#### Given instruction:
From the line that has "Could you point out the red" down to the final line of the listing below, transcribe every line exactly, and only those.

[Records from a point labeling set]
^^^^^^^^^^^^^^^^

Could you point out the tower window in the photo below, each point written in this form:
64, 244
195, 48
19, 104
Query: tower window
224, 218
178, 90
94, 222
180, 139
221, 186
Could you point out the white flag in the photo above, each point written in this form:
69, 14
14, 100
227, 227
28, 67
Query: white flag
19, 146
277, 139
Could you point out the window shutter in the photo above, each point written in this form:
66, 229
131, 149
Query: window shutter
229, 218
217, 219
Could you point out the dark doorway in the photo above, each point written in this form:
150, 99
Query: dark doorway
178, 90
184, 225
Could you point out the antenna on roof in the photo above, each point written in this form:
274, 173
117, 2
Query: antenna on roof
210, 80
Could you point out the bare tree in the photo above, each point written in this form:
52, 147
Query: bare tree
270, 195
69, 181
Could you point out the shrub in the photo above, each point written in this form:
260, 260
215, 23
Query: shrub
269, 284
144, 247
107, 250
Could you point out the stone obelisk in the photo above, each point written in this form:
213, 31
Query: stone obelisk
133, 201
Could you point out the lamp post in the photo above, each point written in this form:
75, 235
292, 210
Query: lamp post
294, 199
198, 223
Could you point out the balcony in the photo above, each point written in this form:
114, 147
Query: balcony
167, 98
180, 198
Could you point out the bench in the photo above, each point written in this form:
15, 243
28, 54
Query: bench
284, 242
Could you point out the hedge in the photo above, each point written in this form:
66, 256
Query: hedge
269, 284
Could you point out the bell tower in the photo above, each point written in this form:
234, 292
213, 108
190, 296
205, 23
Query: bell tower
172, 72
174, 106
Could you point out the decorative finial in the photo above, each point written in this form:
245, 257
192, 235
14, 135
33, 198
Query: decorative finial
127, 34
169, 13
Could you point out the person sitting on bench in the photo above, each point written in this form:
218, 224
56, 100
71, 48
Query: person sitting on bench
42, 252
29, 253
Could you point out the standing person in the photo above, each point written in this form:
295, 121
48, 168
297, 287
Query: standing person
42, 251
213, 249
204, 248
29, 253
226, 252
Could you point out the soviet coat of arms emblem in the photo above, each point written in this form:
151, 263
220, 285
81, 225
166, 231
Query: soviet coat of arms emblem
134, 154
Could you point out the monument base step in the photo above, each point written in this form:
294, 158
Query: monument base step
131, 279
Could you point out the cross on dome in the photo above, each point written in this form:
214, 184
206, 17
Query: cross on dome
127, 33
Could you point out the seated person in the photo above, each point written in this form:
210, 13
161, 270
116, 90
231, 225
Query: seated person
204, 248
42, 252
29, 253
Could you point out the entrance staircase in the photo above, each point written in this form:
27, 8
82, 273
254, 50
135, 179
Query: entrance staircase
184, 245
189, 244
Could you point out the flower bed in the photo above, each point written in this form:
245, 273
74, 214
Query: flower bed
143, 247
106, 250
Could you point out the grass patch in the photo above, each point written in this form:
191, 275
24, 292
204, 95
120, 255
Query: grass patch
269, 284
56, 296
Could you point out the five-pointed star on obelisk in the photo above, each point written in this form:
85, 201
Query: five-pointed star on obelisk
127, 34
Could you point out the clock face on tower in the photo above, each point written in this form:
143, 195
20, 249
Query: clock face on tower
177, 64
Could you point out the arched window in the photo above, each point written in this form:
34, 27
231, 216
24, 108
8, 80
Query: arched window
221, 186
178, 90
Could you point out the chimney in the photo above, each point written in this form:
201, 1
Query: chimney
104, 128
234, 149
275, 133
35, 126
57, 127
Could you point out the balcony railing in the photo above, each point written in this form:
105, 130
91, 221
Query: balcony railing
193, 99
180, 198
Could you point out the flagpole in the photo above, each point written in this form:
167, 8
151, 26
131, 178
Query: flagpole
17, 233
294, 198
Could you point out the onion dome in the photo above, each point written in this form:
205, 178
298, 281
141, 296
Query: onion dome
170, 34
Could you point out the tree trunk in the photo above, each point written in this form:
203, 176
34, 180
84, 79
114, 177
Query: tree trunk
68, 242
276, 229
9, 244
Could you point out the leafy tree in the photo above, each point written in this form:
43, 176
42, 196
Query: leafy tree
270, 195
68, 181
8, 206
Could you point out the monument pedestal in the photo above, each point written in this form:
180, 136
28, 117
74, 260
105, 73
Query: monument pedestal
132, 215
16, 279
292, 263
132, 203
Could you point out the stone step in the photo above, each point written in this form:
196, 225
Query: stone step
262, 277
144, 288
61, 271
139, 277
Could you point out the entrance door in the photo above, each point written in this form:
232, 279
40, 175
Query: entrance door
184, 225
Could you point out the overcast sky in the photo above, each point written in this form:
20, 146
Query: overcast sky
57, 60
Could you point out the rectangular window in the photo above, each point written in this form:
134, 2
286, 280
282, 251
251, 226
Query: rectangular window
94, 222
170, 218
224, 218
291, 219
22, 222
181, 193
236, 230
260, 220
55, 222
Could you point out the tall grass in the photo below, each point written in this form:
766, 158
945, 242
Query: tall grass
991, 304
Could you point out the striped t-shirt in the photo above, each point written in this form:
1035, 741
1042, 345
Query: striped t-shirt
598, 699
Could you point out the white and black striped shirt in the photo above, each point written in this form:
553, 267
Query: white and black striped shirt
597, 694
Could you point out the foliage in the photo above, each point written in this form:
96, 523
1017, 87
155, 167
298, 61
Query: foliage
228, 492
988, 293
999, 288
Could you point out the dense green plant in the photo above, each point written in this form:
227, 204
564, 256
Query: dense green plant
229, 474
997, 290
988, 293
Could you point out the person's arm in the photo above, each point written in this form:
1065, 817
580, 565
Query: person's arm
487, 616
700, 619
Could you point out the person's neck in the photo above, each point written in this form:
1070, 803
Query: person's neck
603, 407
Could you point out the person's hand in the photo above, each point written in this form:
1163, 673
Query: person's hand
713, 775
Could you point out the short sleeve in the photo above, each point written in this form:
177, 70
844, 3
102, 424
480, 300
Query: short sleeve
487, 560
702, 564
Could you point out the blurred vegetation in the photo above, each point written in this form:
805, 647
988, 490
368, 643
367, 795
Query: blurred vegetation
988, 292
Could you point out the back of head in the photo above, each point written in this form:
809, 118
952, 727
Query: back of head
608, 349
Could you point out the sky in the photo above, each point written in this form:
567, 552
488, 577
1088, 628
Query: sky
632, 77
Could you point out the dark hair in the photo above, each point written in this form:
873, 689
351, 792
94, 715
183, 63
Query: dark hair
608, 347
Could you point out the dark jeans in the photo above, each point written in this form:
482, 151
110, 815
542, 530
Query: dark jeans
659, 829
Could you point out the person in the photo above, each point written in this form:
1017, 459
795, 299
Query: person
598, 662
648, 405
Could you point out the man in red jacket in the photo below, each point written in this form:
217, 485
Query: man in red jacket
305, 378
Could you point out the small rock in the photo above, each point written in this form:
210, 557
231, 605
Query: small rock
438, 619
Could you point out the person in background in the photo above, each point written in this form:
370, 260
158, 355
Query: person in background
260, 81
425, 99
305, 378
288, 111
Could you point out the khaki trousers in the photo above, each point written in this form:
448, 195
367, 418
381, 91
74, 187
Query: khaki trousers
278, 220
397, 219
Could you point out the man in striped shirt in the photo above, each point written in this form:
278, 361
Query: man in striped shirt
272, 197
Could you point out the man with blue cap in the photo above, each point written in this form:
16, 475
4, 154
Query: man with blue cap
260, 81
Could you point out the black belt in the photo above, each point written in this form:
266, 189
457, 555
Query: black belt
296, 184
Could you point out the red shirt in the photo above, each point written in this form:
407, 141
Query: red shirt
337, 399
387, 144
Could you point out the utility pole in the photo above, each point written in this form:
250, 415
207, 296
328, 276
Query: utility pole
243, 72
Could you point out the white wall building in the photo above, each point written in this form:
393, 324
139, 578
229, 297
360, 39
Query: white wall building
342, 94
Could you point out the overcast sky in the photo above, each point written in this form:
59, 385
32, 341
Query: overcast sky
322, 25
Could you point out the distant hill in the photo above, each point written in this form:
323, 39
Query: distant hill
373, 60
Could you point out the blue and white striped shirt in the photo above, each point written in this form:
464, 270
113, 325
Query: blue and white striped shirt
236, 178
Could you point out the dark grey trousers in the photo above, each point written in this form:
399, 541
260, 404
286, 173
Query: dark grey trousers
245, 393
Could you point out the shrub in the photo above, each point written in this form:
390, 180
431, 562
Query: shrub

^^^^^^^^^^^^^^^^

#### Exercise answer:
Could you point out the red shirt in the photo above, each point written in this form:
407, 141
Query: red shirt
337, 399
387, 144
Could you point out the utility pole in the photo above, each point written in this form:
250, 415
207, 296
328, 276
Query: utility pole
243, 72
Could you point out the white wall building in the photo above, each point written in this form:
393, 324
139, 578
229, 297
360, 39
Query: white wall building
342, 94
Could you point out the overcast sky in the photo above, each point written in this form:
59, 385
32, 341
Query: overcast sky
322, 25
Could you point out the distant hill in the photo above, each point written in this form:
323, 39
Query: distant hill
373, 60
Could you point out the blue and white striped shirt in the photo above, each point written in this form:
464, 270
113, 325
Query: blue and white striped shirt
236, 178
Could you point out the dark grey trousers in the photo above, each point written in this form:
399, 541
260, 404
286, 173
Query: dark grey trousers
245, 393
Could you point out the shrub in the photo above, each point written in this form:
390, 180
431, 562
Query: shrub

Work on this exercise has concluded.